'''
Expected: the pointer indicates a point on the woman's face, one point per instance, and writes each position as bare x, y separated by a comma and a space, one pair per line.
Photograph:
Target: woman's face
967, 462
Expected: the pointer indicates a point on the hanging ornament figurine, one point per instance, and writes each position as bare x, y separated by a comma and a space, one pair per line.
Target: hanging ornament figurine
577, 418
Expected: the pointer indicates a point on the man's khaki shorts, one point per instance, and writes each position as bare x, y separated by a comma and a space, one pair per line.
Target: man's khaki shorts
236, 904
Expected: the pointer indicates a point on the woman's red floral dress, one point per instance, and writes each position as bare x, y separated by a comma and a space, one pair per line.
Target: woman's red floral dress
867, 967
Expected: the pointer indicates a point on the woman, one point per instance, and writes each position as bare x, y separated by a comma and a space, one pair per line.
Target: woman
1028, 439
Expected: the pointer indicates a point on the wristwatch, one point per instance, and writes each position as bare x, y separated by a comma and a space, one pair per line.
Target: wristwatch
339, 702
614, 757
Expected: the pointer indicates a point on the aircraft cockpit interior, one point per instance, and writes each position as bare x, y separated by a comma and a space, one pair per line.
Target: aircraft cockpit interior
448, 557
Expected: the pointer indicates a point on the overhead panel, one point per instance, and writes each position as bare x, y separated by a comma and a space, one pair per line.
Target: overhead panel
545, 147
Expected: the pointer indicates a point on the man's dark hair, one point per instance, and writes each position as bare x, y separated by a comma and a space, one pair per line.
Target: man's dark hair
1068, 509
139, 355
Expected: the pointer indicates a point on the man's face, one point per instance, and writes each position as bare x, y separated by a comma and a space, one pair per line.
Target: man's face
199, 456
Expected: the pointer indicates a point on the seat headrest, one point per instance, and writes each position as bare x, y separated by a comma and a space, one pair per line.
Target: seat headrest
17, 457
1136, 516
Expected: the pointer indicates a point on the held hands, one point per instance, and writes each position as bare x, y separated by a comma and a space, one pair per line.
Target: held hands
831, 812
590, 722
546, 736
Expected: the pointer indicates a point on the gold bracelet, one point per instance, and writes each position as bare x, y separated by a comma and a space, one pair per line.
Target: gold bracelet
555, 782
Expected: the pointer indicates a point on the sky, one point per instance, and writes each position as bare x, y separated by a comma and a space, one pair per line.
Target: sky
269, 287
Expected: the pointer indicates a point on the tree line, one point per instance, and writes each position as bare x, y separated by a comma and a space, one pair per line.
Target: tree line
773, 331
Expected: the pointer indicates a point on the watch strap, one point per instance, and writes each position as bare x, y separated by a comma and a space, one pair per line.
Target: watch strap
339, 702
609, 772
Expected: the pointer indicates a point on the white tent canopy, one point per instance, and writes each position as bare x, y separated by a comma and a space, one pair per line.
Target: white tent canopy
'''
▶ **WORK TO COMPLETE**
Using the entries above, give again exactly the lines from the line holding "Target: man's khaki shorts" through the line holding "Expected: the pointer indicates a point on the gold". Include both end lines and nothing else.

▶ **ANSWER TO THIS PROBLEM**
Target: man's khaki shorts
236, 904
Expected: the pointer indicates a point on the woman's red floral dress, one point per instance, and writes each position as bare x, y separated by a comma and a space, one pair per line.
Target: woman's red floral dress
867, 967
Expected: the pointer indicates a point on the woman, one point per instance, and writes each position as bare x, y separated by a comma and a space, one pair per line.
Target: woman
1028, 439
Expected: the pointer indicates a point on the wristwatch, one point per instance, and writes each position as bare x, y separated by a comma and a space, one pair per line.
Target: wristwatch
339, 702
614, 757
Expected: the pointer indicates a point on the aircraft cockpit interior, one point per instance, and writes each position as bare x, y separated by a comma and a space, one pair per line.
Target: aircraft cockpit interior
448, 557
Expected: the pointer indicates a point on the overhead panel, one point per instance, and writes each position as bare x, y separated by a comma and a space, one pair per line.
Target: overhead panel
545, 147
Expected: the pointer indicates a point on the man's dark hair, one point per instance, and writes each position as bare x, y separated by a comma and a space, one pair per line.
Target: man's dark hair
1068, 509
139, 355
Expected: the pointer indicates a point on the man's face, one point per instance, and writes each position as bare x, y separated by a comma and a space, one pair per line.
Target: man's face
199, 456
Expected: the pointer indicates a point on the seat headrest, one point per instance, and writes each position as bare x, y separated by a comma and a space, one pair per line.
Target: seat headrest
17, 457
1136, 516
Expected: the pointer indicates a point on the held hands, one point per instance, and writes each position as bare x, y separated by a comma and a space, one pair per line.
Target: held hands
831, 812
590, 722
546, 736
Expected: the pointer indicates a point on the gold bracelet, one point per instance, and writes each position as bare x, y separated by a comma and a space, one pair per line.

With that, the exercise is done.